STATED TASK ::
Pick out every line of the material below that contains the word "camera", and copy each of those lines in full.

# Start of TASK INPUTS

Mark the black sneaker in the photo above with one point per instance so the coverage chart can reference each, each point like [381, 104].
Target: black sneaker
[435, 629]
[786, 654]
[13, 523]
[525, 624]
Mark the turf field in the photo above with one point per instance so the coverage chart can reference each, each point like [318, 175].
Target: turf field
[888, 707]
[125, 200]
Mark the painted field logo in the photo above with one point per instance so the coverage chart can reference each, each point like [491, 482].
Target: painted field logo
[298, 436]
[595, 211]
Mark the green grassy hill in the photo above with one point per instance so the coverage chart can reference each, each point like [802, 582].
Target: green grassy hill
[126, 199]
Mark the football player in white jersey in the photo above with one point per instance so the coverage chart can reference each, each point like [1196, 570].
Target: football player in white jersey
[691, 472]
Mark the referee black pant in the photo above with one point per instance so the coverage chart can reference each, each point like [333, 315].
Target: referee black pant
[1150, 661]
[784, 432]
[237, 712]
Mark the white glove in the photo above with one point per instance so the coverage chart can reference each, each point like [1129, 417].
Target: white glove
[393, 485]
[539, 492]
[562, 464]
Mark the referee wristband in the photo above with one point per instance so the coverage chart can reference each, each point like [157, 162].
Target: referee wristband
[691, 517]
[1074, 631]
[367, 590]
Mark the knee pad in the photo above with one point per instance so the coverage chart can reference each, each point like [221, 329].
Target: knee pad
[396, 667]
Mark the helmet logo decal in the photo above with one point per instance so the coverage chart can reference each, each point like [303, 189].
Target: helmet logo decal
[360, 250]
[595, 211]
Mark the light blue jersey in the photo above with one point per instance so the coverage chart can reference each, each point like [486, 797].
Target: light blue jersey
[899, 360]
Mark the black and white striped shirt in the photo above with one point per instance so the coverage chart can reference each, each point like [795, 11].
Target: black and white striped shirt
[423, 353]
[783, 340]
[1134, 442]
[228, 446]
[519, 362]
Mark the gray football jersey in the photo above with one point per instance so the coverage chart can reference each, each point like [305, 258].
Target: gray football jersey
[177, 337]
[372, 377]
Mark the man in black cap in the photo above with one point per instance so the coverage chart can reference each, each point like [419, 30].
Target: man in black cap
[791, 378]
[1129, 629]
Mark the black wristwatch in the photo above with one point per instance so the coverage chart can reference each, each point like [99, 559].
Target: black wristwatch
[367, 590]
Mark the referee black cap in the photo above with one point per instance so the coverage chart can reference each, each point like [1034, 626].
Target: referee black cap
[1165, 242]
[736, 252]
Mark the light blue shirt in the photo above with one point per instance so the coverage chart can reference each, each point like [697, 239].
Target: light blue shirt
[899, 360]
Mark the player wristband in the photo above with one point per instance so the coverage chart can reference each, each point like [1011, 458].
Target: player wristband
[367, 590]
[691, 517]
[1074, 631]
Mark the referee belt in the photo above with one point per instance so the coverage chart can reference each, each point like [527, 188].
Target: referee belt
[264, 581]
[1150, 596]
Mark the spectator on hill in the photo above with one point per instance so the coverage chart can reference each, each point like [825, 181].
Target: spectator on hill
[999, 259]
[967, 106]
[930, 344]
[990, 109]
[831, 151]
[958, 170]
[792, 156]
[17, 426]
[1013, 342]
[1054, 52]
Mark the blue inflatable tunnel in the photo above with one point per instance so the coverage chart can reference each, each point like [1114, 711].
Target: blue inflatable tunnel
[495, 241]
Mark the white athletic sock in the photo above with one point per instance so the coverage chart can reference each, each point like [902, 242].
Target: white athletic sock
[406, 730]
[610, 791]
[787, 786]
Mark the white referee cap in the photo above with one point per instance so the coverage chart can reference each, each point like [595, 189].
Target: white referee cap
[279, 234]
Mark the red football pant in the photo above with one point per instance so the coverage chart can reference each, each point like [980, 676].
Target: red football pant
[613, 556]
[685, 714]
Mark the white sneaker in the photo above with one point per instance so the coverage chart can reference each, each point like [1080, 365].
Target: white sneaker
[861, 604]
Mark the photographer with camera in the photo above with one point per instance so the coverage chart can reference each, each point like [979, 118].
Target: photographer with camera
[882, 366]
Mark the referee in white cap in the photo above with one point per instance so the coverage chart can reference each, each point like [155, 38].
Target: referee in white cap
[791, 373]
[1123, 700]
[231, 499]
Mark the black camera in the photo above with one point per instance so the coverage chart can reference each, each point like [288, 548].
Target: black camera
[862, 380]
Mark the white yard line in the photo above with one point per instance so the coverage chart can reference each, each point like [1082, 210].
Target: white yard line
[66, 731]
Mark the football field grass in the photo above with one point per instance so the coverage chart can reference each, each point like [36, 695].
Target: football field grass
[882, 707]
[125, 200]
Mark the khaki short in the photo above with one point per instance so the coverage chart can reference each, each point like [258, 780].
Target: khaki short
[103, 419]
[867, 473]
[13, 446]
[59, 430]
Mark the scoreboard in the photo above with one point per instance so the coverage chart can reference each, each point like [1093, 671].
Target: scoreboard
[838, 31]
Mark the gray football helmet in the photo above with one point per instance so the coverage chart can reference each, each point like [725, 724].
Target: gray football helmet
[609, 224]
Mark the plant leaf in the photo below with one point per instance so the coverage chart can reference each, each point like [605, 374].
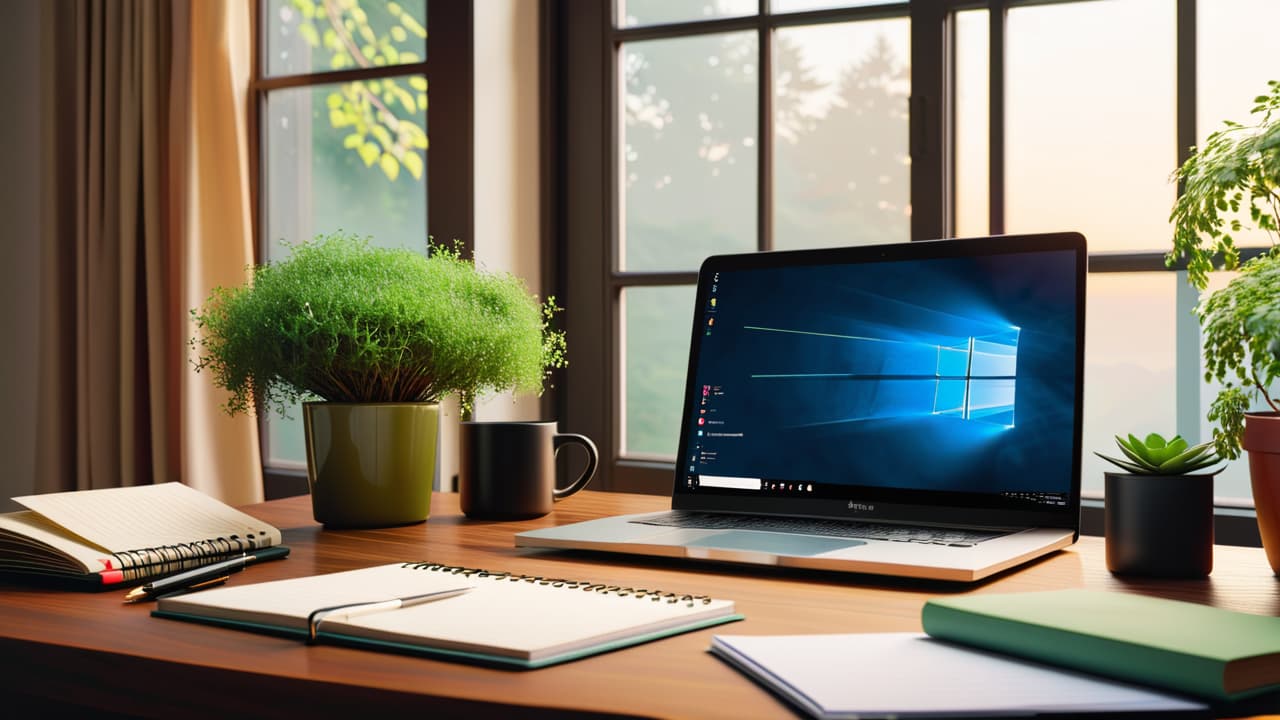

# End of TASK INPUTS

EXERCISE RESULT ::
Mark the photographer with camera in the photo above with one point per instance so the coverage chart can reference each, each point like [979, 118].
Target: photographer with camera
Mark the black camera in the photo above with one point per instance so the coverage chart can reference each, each point like [288, 548].
Target: black camera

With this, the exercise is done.